*Your goal*
Only one span of the listing below should come back. It runs from the line with "the top-left corner" through the line with "Query: sailboat", and each of its lines must be reproduced exactly.

*Given records*
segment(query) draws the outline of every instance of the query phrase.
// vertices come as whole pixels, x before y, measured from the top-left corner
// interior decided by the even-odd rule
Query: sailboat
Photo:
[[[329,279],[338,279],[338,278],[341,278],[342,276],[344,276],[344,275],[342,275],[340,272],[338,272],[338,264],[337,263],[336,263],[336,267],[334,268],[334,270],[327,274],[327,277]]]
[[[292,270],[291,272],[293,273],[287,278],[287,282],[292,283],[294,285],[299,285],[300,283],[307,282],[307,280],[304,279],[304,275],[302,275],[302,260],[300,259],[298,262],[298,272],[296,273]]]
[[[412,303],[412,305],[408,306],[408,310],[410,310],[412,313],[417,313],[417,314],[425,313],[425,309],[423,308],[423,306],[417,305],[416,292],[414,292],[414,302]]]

*Task answer*
// vertices come as whole pixels, x before y, measured from the top-left corner
// interior decided by the even-odd rule
Query: sailboat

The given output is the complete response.